START

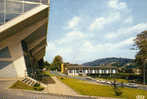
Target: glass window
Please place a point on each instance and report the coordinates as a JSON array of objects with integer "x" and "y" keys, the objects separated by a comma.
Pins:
[{"x": 4, "y": 53}]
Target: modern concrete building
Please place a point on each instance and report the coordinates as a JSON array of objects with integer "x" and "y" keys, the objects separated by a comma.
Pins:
[
  {"x": 85, "y": 70},
  {"x": 23, "y": 33}
]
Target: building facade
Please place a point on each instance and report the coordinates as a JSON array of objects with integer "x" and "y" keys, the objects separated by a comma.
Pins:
[
  {"x": 23, "y": 33},
  {"x": 86, "y": 70}
]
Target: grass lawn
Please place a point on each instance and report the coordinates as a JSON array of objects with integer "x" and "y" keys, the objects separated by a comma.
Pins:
[
  {"x": 21, "y": 85},
  {"x": 101, "y": 90},
  {"x": 48, "y": 73},
  {"x": 118, "y": 80}
]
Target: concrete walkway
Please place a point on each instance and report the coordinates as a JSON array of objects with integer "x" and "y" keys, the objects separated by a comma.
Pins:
[{"x": 60, "y": 88}]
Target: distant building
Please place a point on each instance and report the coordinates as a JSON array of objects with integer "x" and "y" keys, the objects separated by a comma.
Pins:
[
  {"x": 85, "y": 70},
  {"x": 23, "y": 33}
]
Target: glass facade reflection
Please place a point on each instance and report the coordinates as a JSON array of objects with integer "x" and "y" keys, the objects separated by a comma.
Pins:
[{"x": 10, "y": 9}]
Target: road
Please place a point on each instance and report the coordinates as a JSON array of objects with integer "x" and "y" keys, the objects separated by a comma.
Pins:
[
  {"x": 6, "y": 93},
  {"x": 89, "y": 79}
]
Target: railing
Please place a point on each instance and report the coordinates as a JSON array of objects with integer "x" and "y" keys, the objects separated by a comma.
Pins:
[{"x": 12, "y": 8}]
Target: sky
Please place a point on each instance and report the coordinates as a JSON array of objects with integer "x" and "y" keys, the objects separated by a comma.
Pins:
[{"x": 84, "y": 30}]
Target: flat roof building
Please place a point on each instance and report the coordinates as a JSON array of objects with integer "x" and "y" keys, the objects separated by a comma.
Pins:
[
  {"x": 23, "y": 33},
  {"x": 85, "y": 70}
]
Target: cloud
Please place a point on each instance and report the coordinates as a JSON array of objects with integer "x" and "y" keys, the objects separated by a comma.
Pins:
[
  {"x": 126, "y": 31},
  {"x": 73, "y": 22},
  {"x": 128, "y": 20},
  {"x": 71, "y": 36},
  {"x": 116, "y": 4},
  {"x": 100, "y": 22}
]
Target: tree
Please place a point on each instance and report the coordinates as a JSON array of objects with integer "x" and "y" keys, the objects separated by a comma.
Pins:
[
  {"x": 141, "y": 56},
  {"x": 56, "y": 64}
]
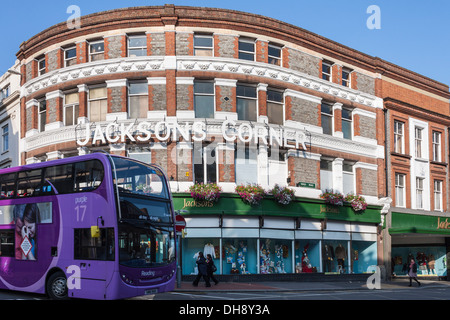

END

- _Instruction_
Copy all of the records above word for word, leaving out the pictures.

- _Right answer_
Target: glass window
Please place a point on each instance and report the coordinates as a JSON array of objects with integer "x" and "y" keys, the objects separated by a comma.
Pins:
[{"x": 4, "y": 53}]
Target: modern concrete building
Please place a point on each instance and report the coordinates as a JSON array of objects with integer "x" and "y" keys, the objects separated by a comma.
Pins:
[
  {"x": 85, "y": 70},
  {"x": 23, "y": 33}
]
Target: building facade
Please place a point on each instance and report the coordinates as a JSON array of objects with integer "x" and "y" keys, the objects separated by a comma.
Pins:
[
  {"x": 23, "y": 33},
  {"x": 86, "y": 70}
]
Target: grass lawn
Please place a point on each instance and report the coordinates as a JSON array of objects with integer "x" and "y" keys, the objects separated by a comma.
Pins:
[
  {"x": 21, "y": 85},
  {"x": 101, "y": 90},
  {"x": 48, "y": 73},
  {"x": 118, "y": 80}
]
Target: concrete walkway
Please place a point on each instance and report the coordinates as a JSON array of objects with integer "x" and "y" keys, the objects separated by a comma.
Pins:
[{"x": 60, "y": 88}]
Target: distant building
Please place a point on each instance and report the coordinates as a JSON array of objects with integer "x" and "y" keys, the objects separated by a comma.
Pins:
[
  {"x": 85, "y": 70},
  {"x": 23, "y": 33}
]
Target: glass facade reflection
Please place a point on each instance and report the coordinates as a JSON array of objects with integer "x" and "y" keys, the objects separated by a comma.
Pins:
[{"x": 10, "y": 9}]
Target: road
Please place a point on each instance and report the coordinates as a JSON array of objects with integer "x" and "y" keys, the objects separated by a comma.
Pins:
[
  {"x": 6, "y": 93},
  {"x": 89, "y": 79}
]
Target: railing
Please place a point on each instance and report the coordinates as a JSON array of objects with integer "x" and "y" keys, the objects separated by a comma.
Pins:
[{"x": 12, "y": 8}]
Target: sky
Please place a point on each instance and report the coordinates as a JSON array of objects with integer "x" and "y" keys, the objects separated by a comma.
Pins:
[{"x": 84, "y": 30}]
Target: flat roof building
Please place a point on each instance and report the coordinates as a JSON array of objects with integer "x" and "y" keys, the objects separated by a comma.
Pins:
[
  {"x": 23, "y": 33},
  {"x": 85, "y": 70}
]
Target: cloud
Please place a point on each instance and report the coordinates as a JSON array of objects with integer "x" and "y" keys, the objects separated by a comma.
Pins:
[
  {"x": 126, "y": 31},
  {"x": 73, "y": 22},
  {"x": 128, "y": 20},
  {"x": 71, "y": 36},
  {"x": 116, "y": 4},
  {"x": 100, "y": 22}
]
Target: tree
Please place a point on each instance and report the coordinates as a JSON array of objects with integer "x" and "y" keys, the objects separated by a comma.
Pins:
[
  {"x": 141, "y": 56},
  {"x": 56, "y": 64}
]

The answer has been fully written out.